──────── Working data ────────

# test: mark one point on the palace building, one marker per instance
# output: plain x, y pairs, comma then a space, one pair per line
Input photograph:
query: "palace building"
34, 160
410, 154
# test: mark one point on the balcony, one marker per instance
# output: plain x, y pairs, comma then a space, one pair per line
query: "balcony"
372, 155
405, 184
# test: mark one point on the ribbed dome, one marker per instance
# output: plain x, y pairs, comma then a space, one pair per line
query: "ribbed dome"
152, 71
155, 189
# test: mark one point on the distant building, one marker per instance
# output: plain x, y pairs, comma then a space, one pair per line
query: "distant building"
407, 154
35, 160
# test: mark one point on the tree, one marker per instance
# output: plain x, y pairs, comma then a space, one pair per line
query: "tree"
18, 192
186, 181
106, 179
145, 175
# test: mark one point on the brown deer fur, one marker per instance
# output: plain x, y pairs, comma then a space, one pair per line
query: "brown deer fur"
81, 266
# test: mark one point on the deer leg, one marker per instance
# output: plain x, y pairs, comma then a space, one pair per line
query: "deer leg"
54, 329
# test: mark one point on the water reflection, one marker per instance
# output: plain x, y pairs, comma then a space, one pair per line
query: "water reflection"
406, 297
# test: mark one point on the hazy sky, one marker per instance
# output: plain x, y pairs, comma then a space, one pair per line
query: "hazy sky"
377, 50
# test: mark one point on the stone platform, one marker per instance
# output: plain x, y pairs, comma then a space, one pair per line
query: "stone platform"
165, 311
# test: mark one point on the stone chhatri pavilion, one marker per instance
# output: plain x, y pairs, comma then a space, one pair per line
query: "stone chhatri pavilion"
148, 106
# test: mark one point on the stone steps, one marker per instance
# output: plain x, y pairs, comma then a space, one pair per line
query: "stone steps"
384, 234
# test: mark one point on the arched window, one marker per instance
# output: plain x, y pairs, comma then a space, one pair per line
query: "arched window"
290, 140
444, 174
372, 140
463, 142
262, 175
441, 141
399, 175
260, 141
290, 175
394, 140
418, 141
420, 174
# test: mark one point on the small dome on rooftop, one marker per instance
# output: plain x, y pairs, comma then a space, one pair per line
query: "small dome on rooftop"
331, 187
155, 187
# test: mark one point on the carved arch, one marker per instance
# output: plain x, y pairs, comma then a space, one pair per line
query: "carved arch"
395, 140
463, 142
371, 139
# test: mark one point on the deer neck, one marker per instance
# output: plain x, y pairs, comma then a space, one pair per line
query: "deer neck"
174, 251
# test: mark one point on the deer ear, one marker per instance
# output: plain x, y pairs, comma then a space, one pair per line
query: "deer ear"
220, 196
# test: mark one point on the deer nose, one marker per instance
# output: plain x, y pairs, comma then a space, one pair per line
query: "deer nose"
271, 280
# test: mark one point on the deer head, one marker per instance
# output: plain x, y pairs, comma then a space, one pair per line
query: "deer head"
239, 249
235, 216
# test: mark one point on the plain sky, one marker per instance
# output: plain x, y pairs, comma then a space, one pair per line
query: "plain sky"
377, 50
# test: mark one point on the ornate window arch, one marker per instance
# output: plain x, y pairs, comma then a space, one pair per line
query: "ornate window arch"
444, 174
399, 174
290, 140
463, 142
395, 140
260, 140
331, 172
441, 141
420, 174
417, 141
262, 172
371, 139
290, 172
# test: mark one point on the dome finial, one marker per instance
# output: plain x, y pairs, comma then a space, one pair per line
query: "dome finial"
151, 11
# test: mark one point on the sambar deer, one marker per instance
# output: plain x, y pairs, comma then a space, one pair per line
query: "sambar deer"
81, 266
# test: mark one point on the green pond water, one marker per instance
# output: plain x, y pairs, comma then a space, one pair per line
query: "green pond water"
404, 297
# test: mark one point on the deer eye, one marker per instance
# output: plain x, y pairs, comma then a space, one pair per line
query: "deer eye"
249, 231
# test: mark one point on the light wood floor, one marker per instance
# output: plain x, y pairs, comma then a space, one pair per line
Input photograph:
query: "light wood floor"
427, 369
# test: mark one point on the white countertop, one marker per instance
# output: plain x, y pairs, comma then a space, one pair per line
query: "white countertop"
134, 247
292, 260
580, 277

────────

**Task to carry out**
Extract each line of the material exactly as it stands.

**Exercise answer**
# test: mark one point on the palace building, one marker per instance
# output: plain x, y pairs, comma then a space, one pair per line
Input photograph:
query: "palace building"
34, 160
410, 154
# test: mark one point on the balcony, one marker per instance
# output: plain x, y pairs, comma then a space, one pair per line
query: "balcony"
372, 155
405, 184
# test: mark one point on the ribbed dome, one marker per instance
# output: plain x, y pairs, comma then a space, one pair per line
query: "ribbed dome"
152, 71
155, 189
# test: mark one point on the distant building, one marker per instance
# output: plain x, y pairs, comma then a space, one pair per line
query: "distant building"
407, 154
35, 160
# test: mark one point on the tree, one marker per instance
# output: plain x, y pairs, comma then a space, one pair per line
query: "tree"
18, 192
186, 181
106, 179
145, 175
# test: mark one point on the brown deer fur, one marker per instance
# output: plain x, y pairs, comma then a space, one pair per line
query: "brown deer fur"
81, 266
# test: mark one point on the deer leg, one marker per instance
# output: plain x, y pairs, comma then a space, one pair per line
query: "deer leg"
54, 329
# test: mark one point on the water reflection, one marker per instance
# output: plain x, y pairs, comma then a space, one pair per line
query: "water reflection"
406, 297
# test: mark one point on the hazy sky, one marker per instance
# output: plain x, y pairs, comma then a space, one pair per line
query: "hazy sky"
377, 50
# test: mark one point on the stone platform, one marker per instance
# output: plain x, y pairs, comma then a space, one pair per line
query: "stone platform"
165, 311
# test: mark one point on the stone chhatri pavilion, one marker per instance
# output: plain x, y pairs, comma then a space, one pair per line
query: "stone chhatri pavilion"
148, 106
# test: mark one point on the stone steps, one marker per instance
# output: plain x, y pairs, comma then a space, one pair per line
query: "stone steps"
384, 234
# test: mark one point on the arched window, one marker per instance
# output: plain x, y pairs, comma then a space, one pair per line
query: "arched window"
290, 140
444, 174
372, 140
463, 142
262, 175
441, 141
399, 175
260, 141
290, 175
394, 140
418, 141
420, 174
# test: mark one point on the small dome on rooftop, one marker per instance
# output: plain x, y pairs, comma then a space, one pair per line
query: "small dome on rooftop"
331, 187
155, 187
# test: mark one point on the carved arch, one marker per instance
# output: plain x, y pairs, comma then a space, one pair per line
query: "carved arch"
395, 140
463, 142
371, 139
# test: mark one point on the deer neck, one marker per instance
# output: plain x, y pairs, comma then a space, one pair per line
query: "deer neck"
174, 251
# test: mark one point on the deer ear, one marker per instance
# output: plain x, y pairs, comma then a space, one pair per line
query: "deer ear"
220, 196
# test: mark one point on the deer nose, one marker per instance
# output: plain x, y pairs, comma then a space, one pair per line
query: "deer nose"
271, 280
# test: mark one point on the deer head, one marker per instance
# output: plain x, y pairs, comma then a space, one pair per line
query: "deer head"
239, 249
235, 216
# test: mark one point on the plain sky, one marker per instance
# output: plain x, y pairs, comma then a space, one pair per line
query: "plain sky"
377, 50
# test: mark one point on the ornate window arch, one marker per instance
# output: plain x, y pairs, comma then a space, one pair per line
query: "ornate window arch"
444, 174
399, 174
290, 140
463, 142
395, 140
260, 140
331, 172
441, 141
420, 174
417, 141
262, 172
371, 139
290, 172
# test: mark one point on the dome finial, one marker per instance
# output: plain x, y pairs, comma then a space, one pair per line
query: "dome finial"
151, 11
# test: mark one point on the sambar deer, one marker per instance
# output: plain x, y pairs, comma then a space, one pair per line
query: "sambar deer"
81, 266
# test: mark one point on the green pond water, one marker per instance
# output: plain x, y pairs, comma then a space, one pair per line
query: "green pond water"
404, 297
# test: mark one point on the deer eye, one marker per instance
# output: plain x, y pairs, comma then a space, one pair per line
query: "deer eye"
249, 231
# test: mark one point on the light wood floor, one marker per instance
# output: plain x, y pairs, comma then a space, one pair per line
Input photograph:
query: "light wood floor"
427, 369
# test: mark one point on the white countertop, one marker per instance
# output: plain x, y pairs, comma then a space, one pair per line
query: "white countertop"
134, 247
292, 260
580, 277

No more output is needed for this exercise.